EXERCISE DIRECTIONS — Read through the data and report every line in which the word "helmet" occurs.

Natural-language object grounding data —
= = =
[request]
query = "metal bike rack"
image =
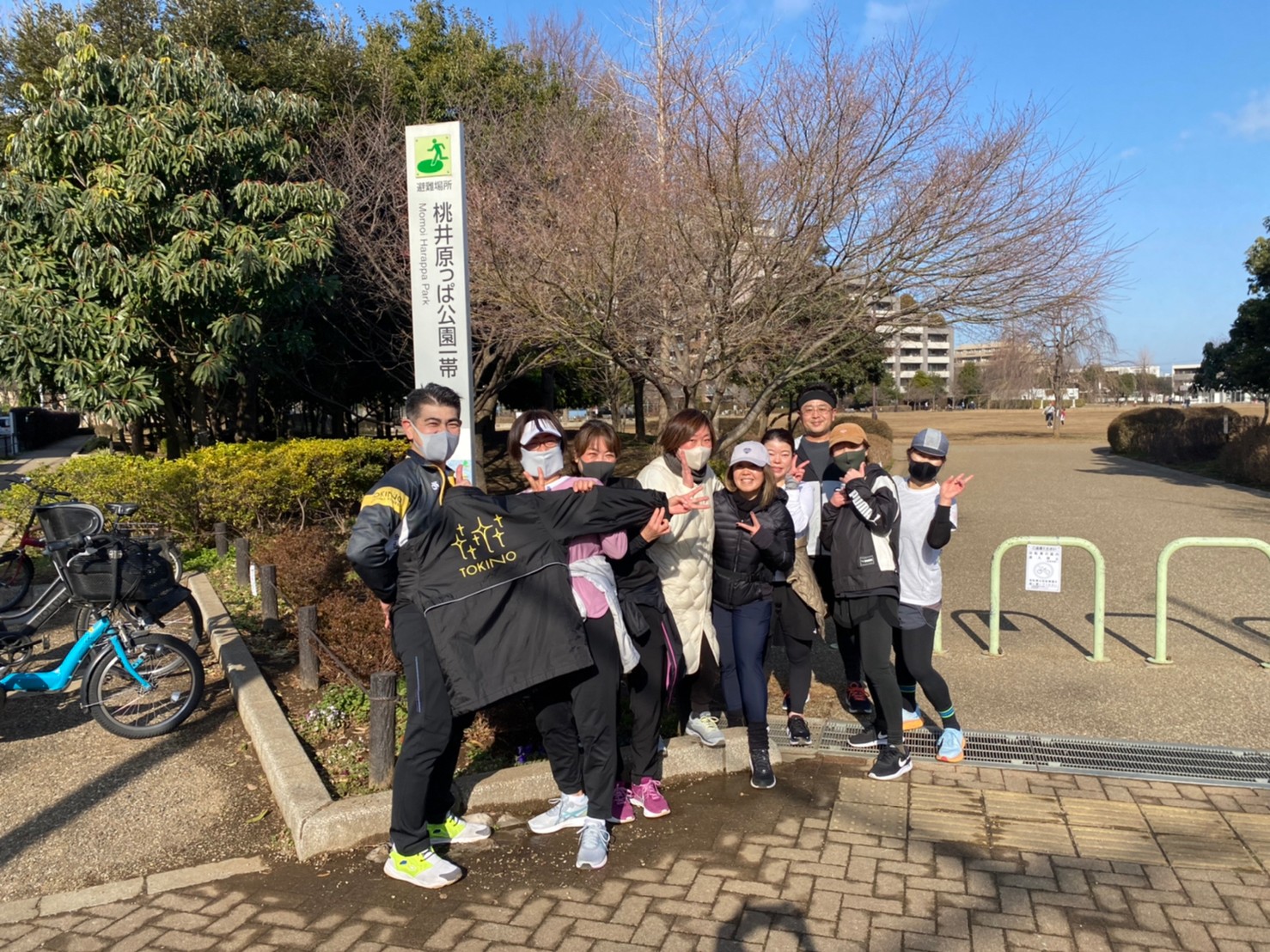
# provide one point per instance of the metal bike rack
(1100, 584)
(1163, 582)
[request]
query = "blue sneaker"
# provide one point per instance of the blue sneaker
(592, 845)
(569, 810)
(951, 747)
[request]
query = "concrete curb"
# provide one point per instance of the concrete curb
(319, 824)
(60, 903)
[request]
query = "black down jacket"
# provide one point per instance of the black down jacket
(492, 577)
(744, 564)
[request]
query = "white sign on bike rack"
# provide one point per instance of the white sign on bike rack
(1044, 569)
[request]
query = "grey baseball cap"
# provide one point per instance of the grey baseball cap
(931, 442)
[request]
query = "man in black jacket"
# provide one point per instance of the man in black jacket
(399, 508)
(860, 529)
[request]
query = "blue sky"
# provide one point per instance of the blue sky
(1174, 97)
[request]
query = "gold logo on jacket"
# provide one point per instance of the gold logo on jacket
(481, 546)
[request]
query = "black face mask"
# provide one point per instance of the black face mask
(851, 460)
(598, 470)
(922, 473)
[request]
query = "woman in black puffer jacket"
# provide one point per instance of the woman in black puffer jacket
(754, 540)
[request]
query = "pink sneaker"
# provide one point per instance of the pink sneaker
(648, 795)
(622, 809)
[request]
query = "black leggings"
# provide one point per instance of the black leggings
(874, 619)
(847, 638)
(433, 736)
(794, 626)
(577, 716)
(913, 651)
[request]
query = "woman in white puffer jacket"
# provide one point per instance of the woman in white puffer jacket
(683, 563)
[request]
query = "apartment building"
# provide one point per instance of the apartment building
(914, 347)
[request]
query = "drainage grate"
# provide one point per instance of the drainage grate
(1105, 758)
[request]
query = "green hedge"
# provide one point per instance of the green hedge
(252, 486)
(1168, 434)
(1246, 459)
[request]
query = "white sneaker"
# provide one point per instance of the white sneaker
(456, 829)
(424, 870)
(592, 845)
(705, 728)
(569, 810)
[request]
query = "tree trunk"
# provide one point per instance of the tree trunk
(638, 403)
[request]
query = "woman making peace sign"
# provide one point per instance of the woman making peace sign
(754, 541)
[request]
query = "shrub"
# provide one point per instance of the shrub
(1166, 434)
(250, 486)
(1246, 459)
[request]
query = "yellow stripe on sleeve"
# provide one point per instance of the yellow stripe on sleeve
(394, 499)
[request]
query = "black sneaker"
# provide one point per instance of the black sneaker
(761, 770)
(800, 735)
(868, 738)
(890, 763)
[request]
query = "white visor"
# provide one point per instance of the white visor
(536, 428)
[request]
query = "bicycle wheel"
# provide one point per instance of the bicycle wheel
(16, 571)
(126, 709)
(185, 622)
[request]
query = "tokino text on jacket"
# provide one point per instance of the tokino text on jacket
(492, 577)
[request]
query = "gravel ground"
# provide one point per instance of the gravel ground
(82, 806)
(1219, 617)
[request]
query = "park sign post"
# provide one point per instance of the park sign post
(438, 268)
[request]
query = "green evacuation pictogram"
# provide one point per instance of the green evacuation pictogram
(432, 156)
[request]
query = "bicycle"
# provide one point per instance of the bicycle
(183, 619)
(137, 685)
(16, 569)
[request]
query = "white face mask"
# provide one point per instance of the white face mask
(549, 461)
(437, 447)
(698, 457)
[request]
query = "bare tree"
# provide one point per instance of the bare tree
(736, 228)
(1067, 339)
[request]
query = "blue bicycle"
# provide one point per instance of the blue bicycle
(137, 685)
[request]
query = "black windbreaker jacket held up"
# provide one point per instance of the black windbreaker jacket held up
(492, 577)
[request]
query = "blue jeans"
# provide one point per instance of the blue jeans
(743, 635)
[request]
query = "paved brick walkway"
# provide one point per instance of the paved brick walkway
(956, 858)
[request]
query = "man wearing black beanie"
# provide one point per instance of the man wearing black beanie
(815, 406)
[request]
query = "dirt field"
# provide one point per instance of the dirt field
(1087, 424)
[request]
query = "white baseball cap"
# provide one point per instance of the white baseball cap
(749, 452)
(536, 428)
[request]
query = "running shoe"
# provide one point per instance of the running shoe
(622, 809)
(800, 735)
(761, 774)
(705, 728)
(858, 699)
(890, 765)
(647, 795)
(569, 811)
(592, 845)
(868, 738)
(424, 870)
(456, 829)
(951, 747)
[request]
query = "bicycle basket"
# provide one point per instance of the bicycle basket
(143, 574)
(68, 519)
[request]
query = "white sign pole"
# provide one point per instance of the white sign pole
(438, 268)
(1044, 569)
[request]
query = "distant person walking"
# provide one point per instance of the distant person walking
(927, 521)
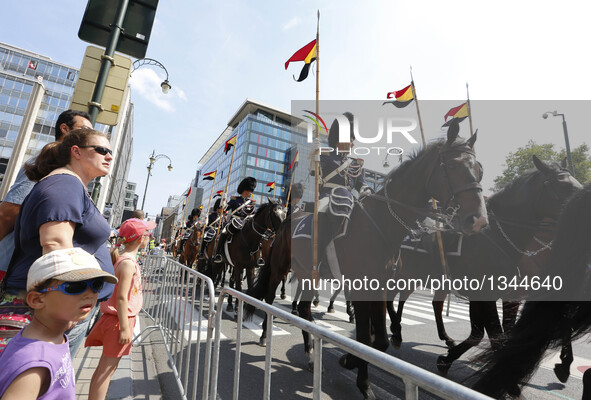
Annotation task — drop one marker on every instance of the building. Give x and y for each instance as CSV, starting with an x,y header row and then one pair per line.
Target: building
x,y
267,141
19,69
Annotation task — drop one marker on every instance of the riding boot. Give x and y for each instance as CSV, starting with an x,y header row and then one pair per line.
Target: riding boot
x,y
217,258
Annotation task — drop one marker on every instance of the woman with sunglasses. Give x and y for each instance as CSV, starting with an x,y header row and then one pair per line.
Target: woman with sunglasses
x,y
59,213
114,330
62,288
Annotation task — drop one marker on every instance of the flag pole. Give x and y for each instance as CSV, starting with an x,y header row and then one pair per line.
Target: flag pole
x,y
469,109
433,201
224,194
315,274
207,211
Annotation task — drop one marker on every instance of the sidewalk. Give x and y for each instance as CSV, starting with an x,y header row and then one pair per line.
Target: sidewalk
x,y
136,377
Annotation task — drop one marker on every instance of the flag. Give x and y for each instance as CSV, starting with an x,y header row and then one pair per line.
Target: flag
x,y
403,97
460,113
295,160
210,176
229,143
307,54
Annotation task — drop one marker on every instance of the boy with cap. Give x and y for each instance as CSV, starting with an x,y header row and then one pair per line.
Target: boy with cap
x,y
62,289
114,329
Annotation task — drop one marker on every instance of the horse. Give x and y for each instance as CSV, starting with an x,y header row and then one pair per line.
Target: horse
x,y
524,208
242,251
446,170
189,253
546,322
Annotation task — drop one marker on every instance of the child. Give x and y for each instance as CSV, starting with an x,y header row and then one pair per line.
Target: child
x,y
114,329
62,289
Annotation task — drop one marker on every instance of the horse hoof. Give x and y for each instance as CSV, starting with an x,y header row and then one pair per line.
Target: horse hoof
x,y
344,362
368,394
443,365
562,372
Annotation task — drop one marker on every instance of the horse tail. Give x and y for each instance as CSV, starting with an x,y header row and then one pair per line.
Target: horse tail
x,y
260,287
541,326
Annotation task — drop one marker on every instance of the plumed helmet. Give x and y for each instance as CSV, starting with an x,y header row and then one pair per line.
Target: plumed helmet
= = =
RESPONSE TO THIS TASK —
Annotation task — drop one marker on every instance of the plumed helmet. Give x and y for each instance as CSV, starting with an x,y header row and then one pair per line.
Target: plumed helmet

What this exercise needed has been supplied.